• [Provided entries]
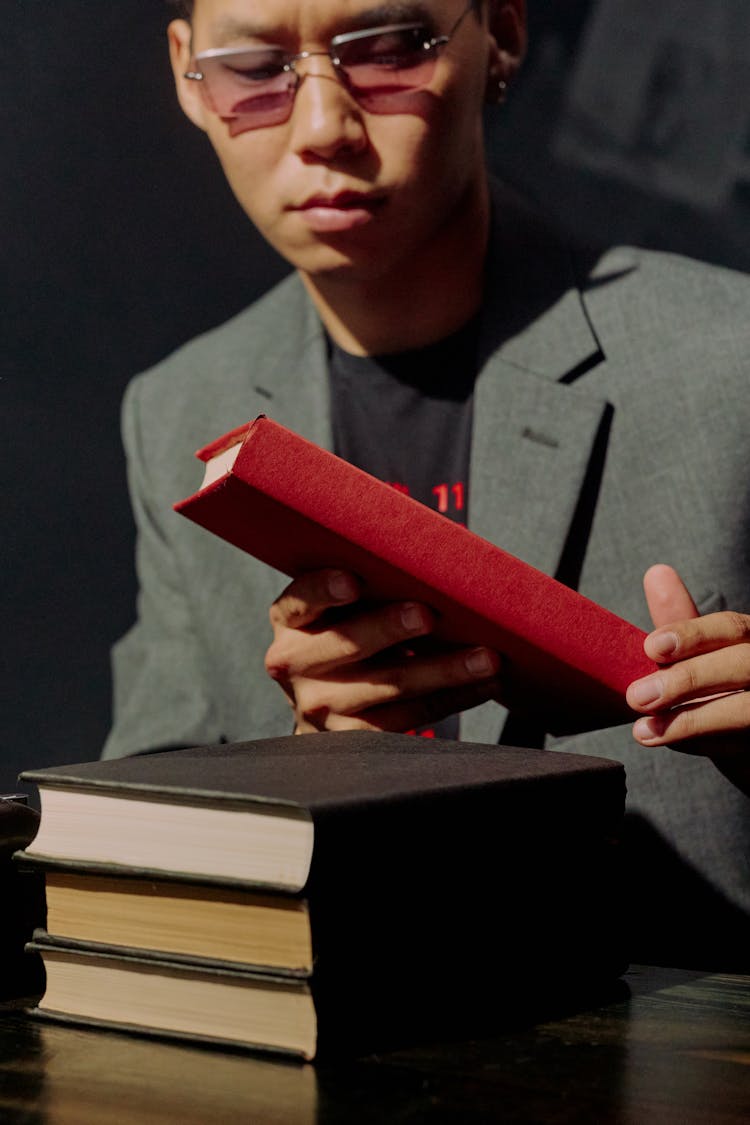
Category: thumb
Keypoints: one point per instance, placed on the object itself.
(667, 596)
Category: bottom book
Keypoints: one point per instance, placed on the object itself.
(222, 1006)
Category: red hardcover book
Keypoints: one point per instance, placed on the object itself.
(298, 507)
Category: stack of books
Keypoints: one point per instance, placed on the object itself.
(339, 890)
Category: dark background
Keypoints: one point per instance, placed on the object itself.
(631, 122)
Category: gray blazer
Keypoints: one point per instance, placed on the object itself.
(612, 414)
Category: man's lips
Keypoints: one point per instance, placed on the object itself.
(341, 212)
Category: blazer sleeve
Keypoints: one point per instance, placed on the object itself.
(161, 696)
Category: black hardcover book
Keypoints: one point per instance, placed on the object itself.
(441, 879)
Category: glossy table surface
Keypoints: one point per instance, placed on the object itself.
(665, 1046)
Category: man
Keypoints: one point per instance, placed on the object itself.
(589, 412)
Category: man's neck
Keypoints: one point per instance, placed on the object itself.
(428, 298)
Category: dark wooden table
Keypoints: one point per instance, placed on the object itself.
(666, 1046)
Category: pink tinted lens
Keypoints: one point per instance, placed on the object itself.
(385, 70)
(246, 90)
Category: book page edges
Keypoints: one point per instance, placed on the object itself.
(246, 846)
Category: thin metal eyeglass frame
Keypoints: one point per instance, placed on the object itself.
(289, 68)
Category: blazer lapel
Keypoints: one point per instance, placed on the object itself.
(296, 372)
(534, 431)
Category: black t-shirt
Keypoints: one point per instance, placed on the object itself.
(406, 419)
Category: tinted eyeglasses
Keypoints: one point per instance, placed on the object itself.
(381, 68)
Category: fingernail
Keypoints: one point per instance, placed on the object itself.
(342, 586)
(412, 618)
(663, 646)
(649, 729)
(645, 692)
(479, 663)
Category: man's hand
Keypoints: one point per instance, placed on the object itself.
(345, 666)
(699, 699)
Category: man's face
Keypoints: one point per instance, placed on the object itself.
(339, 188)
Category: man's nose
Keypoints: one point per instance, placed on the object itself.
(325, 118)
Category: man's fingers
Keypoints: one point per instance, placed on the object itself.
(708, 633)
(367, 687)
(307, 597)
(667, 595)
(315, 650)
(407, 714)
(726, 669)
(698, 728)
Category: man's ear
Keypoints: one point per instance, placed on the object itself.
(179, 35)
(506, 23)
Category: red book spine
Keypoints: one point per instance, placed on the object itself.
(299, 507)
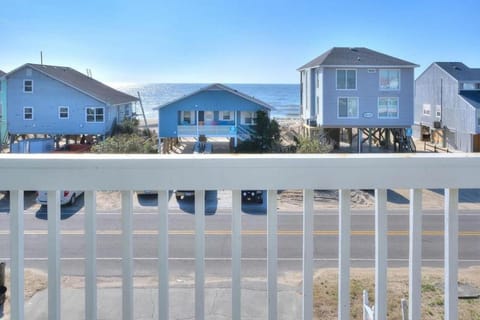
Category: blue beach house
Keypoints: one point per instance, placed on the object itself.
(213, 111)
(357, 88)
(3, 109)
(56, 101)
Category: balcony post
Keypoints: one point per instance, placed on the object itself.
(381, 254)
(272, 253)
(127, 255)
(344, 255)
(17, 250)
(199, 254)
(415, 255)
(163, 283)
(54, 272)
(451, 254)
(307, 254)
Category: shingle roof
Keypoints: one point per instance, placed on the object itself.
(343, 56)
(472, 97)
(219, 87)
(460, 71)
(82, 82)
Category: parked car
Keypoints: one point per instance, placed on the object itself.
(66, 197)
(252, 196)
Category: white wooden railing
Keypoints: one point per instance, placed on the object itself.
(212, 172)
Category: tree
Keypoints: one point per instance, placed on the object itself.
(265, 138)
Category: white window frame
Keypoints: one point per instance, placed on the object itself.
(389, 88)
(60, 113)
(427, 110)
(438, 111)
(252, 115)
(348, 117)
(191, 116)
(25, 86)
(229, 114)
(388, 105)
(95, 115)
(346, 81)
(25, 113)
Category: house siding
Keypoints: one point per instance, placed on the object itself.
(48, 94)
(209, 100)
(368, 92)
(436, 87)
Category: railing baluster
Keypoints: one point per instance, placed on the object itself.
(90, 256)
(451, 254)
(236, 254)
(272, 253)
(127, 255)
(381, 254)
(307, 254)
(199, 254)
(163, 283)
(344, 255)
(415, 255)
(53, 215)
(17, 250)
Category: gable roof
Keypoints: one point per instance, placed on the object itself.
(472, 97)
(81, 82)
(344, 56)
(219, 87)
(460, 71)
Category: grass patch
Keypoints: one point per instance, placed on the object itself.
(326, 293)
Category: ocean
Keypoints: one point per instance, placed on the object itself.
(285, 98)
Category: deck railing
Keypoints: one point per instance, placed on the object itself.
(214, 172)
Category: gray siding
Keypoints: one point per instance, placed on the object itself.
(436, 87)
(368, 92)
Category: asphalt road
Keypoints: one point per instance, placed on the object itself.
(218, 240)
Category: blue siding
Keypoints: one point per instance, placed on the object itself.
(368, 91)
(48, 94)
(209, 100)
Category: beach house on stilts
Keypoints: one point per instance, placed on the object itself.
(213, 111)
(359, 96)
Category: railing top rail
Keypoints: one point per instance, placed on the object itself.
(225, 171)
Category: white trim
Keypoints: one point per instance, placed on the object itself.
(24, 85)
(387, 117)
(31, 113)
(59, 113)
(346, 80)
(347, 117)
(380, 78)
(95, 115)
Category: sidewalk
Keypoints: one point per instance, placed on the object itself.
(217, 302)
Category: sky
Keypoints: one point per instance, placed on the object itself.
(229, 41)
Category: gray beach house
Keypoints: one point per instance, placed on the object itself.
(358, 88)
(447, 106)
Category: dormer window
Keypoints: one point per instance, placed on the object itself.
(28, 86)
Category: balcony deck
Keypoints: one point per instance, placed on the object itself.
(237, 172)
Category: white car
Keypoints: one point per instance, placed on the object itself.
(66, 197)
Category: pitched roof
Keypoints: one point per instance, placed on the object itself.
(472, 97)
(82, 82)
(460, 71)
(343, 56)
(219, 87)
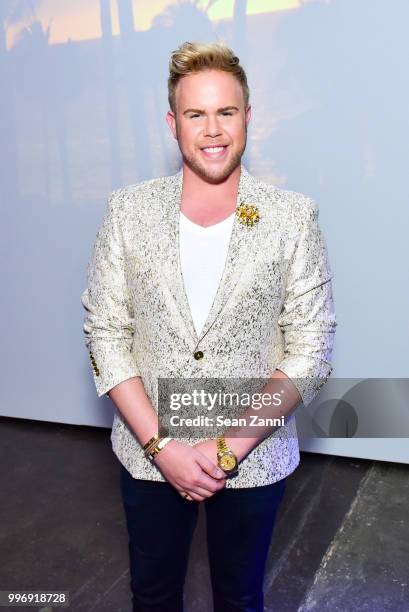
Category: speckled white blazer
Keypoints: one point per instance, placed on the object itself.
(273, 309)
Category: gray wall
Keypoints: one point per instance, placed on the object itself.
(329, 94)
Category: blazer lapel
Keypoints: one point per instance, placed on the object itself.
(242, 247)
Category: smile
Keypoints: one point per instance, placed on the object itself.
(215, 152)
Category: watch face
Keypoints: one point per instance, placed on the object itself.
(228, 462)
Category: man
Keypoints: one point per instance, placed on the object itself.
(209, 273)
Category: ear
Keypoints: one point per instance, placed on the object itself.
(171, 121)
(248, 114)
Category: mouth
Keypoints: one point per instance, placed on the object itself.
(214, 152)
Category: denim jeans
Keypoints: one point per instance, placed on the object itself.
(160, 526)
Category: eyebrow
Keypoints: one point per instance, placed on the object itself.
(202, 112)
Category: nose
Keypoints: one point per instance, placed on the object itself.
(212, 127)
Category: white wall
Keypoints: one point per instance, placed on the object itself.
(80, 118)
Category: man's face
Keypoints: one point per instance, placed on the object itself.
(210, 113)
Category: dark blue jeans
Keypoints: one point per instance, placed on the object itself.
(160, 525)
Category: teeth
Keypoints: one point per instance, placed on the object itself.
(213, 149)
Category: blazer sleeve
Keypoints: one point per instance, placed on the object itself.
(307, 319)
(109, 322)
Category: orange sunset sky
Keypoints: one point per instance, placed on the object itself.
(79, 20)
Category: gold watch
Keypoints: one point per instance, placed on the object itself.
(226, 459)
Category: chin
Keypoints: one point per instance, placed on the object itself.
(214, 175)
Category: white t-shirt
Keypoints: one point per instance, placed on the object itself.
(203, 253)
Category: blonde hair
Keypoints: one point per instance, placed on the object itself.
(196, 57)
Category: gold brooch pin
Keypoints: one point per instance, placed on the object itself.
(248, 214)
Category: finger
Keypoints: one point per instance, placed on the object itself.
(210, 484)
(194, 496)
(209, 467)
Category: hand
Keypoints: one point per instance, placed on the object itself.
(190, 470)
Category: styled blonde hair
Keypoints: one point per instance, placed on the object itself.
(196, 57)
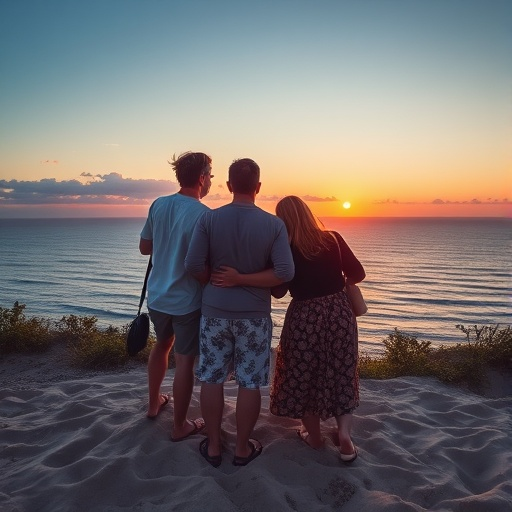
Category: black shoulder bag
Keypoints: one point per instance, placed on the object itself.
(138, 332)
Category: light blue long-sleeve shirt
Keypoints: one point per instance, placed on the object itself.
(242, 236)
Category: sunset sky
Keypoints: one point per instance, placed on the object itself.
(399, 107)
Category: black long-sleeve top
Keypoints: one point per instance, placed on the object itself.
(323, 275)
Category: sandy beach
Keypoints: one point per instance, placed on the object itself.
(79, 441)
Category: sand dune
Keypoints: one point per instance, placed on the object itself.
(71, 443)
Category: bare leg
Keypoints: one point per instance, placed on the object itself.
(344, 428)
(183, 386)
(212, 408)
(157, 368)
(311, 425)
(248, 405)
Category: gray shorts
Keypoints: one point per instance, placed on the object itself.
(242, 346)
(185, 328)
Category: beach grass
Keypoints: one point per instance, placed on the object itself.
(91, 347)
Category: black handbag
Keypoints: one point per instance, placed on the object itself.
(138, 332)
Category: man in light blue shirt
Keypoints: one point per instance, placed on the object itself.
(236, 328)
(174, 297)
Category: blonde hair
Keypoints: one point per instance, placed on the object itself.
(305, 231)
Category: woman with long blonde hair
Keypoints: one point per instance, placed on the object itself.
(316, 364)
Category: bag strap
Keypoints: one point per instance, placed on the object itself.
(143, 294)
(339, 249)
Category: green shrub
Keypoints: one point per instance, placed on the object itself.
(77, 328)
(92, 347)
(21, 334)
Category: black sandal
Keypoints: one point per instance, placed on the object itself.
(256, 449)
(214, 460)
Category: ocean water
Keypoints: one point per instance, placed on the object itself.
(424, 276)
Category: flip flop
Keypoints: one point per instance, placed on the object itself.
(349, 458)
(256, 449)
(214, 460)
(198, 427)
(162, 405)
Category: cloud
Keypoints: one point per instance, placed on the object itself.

• [Given exercise] Could you number the rows from the one containing "Category: gray shorts" through the final row, leaving out any blank rows?

• [Complete output]
1. Category: gray shorts
2. Keypoints: one point per instance, placed on the object itself.
3. (242, 346)
4. (185, 328)
5. Category: beach grass
6. Keypoints: one point per instance, placed on the object itself.
7. (91, 347)
8. Category: black handbag
9. Keypoints: one point per instance, placed on the object itself.
10. (138, 332)
11. Category: man in light blue shirt
12. Keypoints: one point per instance, placed on the object itself.
13. (236, 328)
14. (174, 297)
15. Category: blonde hair
16. Keypoints: one point per instance, placed on the object itself.
17. (305, 231)
18. Category: woman with long blonde hair
19. Keypoints: one point per instance, placed on the object itself.
20. (316, 364)
21. Category: bag strap
22. Keypoints: one point per instance, placed on the object itself.
23. (143, 294)
24. (339, 249)
25. Category: green shrub
26. Keypoints: one point per instance, placed on the object itself.
27. (77, 328)
28. (92, 347)
29. (21, 334)
30. Category: black sandal
31. Keypoints: one point per instance, placed on the object itself.
32. (256, 449)
33. (214, 460)
34. Category: ocean water
35. Keypoints: one point per instance, placed on the object itself.
36. (424, 276)
37. Category: flip flop
38. Keypoints: one point per instance, placed on the object itself.
39. (349, 458)
40. (256, 449)
41. (214, 460)
42. (198, 427)
43. (162, 405)
44. Category: cloud
45. Keypoints: one point per instance, placed on the object itself.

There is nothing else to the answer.